__Text shown__
— Start —
Oxford Street remains polluted and overcrowded thanks to its heavy footfall; with 70% of visitors arriving via the underground, vehicular traffic serves mostly to drive consumers away rather than as a means of transporting them to the businesses that have so greatly suffered over the trials of the past two years. In July 2021, Westminster council itself estimated that the (now recently opened) Elizabeth line would bring an additional 60 million pedestrians to the West End a year, further exacerbating the issue and making the need for change all the more urgent.

It is only through a radical revitalisation of Oxford Street that there can be any hope of legitimate businesses thriving in an area that commands some of the highest rents and business rates in the country; dropping rates for temporary pop-ups is neither sustainable nor a viable way for the council to recover the income lost to rates evasion.

The same Conservative council that failed to investigate the prevalence of American sweet shops and dubious souvenir shops abandoned plans to construct temporary pedestrianised “piazzas” in late 2021; Cllr Hug ought to make the most of his newly won majority and resurrect these plans without delay, rather than relying on long and tedious tax investigations to do the job for him.
— End —
__Written request__
1. In the Oxford Street text, what share of visitors arrive via the underground?
2. How many additional pedestrians a year did Westminster council estimate the Elizabeth line would bring to the West End?
3. What plans did the council abandon in late 2021?

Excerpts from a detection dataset
— Start —
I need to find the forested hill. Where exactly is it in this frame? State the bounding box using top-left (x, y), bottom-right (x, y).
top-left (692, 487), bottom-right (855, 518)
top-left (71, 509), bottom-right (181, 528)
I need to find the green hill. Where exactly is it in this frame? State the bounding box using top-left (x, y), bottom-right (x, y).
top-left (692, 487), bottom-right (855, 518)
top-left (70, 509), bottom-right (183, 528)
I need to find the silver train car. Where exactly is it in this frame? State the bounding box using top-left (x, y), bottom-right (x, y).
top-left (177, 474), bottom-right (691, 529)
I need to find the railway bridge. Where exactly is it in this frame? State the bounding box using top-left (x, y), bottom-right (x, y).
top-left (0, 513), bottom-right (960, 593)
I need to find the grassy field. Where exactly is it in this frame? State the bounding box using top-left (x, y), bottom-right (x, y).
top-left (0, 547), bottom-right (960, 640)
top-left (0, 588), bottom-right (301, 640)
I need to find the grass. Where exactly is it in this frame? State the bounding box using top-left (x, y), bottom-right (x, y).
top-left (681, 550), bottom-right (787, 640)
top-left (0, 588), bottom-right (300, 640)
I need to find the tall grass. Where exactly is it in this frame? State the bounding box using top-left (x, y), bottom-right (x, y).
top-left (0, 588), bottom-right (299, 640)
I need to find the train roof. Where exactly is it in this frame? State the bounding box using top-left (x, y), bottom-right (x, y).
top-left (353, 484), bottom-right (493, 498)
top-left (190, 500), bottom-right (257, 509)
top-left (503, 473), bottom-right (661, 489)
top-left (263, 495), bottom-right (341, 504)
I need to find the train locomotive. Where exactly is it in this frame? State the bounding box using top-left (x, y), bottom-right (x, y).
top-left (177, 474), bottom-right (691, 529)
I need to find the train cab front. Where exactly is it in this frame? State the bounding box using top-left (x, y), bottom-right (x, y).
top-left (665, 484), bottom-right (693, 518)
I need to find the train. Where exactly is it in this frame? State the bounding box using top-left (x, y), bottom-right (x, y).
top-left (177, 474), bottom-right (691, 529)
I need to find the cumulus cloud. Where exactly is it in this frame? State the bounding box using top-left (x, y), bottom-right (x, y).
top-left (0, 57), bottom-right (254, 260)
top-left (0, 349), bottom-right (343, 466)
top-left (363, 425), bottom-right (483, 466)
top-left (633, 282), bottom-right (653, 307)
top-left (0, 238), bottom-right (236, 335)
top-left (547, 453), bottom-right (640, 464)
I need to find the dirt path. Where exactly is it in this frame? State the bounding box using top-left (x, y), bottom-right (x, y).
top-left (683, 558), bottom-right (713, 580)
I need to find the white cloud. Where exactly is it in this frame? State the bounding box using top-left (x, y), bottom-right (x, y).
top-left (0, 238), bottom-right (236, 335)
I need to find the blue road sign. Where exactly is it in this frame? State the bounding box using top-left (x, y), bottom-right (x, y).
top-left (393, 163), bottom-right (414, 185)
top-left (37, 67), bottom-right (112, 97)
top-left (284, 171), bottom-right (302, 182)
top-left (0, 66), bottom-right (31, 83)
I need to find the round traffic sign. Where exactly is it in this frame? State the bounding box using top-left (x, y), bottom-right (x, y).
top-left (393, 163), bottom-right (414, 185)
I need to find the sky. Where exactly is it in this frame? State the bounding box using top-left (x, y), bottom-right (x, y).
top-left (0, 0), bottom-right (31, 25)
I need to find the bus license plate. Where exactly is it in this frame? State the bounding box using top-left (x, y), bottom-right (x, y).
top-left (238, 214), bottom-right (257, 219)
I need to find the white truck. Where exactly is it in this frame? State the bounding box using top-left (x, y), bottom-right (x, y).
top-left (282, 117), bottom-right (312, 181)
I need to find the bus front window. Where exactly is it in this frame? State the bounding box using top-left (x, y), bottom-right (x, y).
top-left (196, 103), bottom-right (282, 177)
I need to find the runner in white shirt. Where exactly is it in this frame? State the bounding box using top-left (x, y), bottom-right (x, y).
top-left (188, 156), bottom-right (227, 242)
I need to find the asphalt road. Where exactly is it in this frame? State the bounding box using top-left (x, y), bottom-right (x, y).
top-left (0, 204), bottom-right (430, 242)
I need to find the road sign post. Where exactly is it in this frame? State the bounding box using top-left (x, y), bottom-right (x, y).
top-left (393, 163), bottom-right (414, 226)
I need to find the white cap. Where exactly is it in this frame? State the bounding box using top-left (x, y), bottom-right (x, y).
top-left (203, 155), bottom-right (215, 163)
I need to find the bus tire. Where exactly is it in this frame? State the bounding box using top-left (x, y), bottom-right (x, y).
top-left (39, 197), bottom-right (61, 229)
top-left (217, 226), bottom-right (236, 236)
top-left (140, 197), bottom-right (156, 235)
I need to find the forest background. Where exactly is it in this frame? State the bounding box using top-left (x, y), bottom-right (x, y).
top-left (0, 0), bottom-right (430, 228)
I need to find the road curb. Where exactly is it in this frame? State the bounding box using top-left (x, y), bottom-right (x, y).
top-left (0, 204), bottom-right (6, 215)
— End —
__Solution for this problem__
1. 70%
2. 60 million
3. Plans to construct temporary pedestrianised "piazzas"